Stored data entries
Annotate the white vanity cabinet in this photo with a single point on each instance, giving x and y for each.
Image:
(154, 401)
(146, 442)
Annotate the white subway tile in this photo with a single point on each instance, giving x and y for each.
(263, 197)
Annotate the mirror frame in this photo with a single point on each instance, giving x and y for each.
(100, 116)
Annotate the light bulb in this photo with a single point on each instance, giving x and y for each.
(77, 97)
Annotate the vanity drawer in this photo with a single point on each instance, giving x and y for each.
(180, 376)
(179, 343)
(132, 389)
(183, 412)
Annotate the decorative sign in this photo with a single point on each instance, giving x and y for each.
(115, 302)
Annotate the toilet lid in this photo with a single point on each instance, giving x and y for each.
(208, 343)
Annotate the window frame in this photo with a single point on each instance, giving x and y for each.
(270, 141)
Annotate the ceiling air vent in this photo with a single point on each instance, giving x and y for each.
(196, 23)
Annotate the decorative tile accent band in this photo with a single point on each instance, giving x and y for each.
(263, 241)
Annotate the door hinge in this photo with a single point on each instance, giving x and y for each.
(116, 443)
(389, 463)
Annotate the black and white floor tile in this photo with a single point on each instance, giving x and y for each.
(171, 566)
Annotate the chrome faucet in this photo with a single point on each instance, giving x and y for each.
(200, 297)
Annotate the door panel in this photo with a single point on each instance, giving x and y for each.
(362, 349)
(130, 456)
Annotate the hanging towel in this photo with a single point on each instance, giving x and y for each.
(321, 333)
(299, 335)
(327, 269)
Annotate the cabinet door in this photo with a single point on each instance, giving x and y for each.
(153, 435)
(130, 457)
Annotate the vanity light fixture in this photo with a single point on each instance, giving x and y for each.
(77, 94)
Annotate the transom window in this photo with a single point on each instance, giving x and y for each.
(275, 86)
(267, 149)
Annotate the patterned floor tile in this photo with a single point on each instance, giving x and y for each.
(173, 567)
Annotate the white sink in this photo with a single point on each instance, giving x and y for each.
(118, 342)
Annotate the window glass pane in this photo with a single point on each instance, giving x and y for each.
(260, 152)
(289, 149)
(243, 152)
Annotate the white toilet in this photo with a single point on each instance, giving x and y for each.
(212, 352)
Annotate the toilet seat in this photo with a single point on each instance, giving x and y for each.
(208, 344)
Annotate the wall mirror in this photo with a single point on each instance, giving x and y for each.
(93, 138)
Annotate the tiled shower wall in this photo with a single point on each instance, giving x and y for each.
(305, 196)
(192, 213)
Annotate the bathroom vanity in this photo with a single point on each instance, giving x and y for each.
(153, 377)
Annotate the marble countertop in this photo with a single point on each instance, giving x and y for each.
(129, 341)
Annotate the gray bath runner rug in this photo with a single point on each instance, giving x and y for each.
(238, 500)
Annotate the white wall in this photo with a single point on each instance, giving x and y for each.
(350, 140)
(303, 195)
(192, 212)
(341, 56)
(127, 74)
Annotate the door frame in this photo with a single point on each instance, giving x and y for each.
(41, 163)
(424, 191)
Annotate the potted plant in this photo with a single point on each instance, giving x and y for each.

*WHAT YOU HAVE TO DO*
The records above are to be set down again exactly as written.

*RESULT OF THIS EXERCISE*
Annotate the white vanity cabinet in this photo with a single point on each instance, giving x and y for each.
Image:
(154, 401)
(146, 442)
Annotate the white subway tile in this photo with a single point on each instance, giving x and y for each.
(263, 197)
Annotate the mirror frame in this photo with a single point on each instance, giving x and y for each.
(100, 116)
Annotate the light bulb in this photo with a single point on each instance, giving x and y for each.
(77, 97)
Annotate the vanity drawer in this photo with a single point on each instance, giving x and y for each.
(180, 376)
(179, 343)
(132, 389)
(183, 412)
Annotate the decorative sign in this photo with a single point on each instance, giving x and y for each.
(115, 302)
Annotate the toilet lid in this photo with a single point on each instance, giving x and y for each.
(208, 343)
Annotate the window frame in this photo with a single point on each instance, giving x and y for each.
(270, 141)
Annotate the ceiling air vent in this photo with a single point on each instance, giving x and y for each.
(196, 23)
Annotate the decorative tile accent band in this photo with a single point on each instance, giving x and y for each.
(263, 241)
Annotate the door hinge in this photo with a single point on each instance, giving x and y for each.
(116, 443)
(389, 463)
Annotate the black and white floor tile in this photo with a single point on each instance, giving x and y for each.
(171, 566)
Annotate the chrome faucet in this photo with a single point on each instance, giving x and y for each.
(200, 297)
Annotate the door panel in this photo with a single point on each instance, giving x and y for each.
(362, 349)
(130, 456)
Annotate the hanging towel in this photo with a single point on each instance, giving x and y for each.
(321, 333)
(299, 335)
(327, 269)
Annotate the cabinet door in this photo with a single point on each instance, giving x and y for each.
(153, 435)
(130, 457)
Annotate the vanity light fixture in this photo with a single point on each instance, giving x and y for each.
(77, 94)
Annotate the transom window in this photo with a single point on each instance, giving x and y for each.
(275, 86)
(267, 149)
Annotate the patterned floor tile in this photo with a single point on each instance, giving x and y for each.
(173, 567)
Annotate the white sink in this photo with a single point on each instance, giving x and y for each.
(118, 342)
Annotate the window glass pane in this photo with a single point on each instance, giving x and y for each.
(260, 152)
(289, 149)
(243, 152)
Annotate the white toilet in this photo with a single point on each instance, giving x and y for each.
(212, 352)
Annotate the toilet seat in this photo with a single point on each instance, giving x and y for each.
(208, 344)
Annotate the wall mirror in this photo with a single point on each instance, giving x and y for each.
(93, 138)
Annotate the tiled shower wall in this photo with a single point on each instance, giving x and y for each.
(305, 196)
(192, 213)
Annotate the bathroom vanity in this photo with a single point on each instance, giving x and y for each.
(153, 377)
Annotate the marble countertop in this photo with a single point on each instance, giving x and y for each.
(129, 341)
Annotate the gray bath runner rug in this photo with a single point on each instance, giving x and y for each.
(238, 500)
Annotate the white wall in this photo with a single point on each instance, giving x and y for each.
(350, 140)
(303, 195)
(192, 212)
(341, 56)
(127, 74)
Annotate the door frame in this photo with a single point on each instance, giving x and y for each.
(41, 163)
(424, 191)
Annotate the potted plant in this photo with a single point on each instance, giving x and y for each.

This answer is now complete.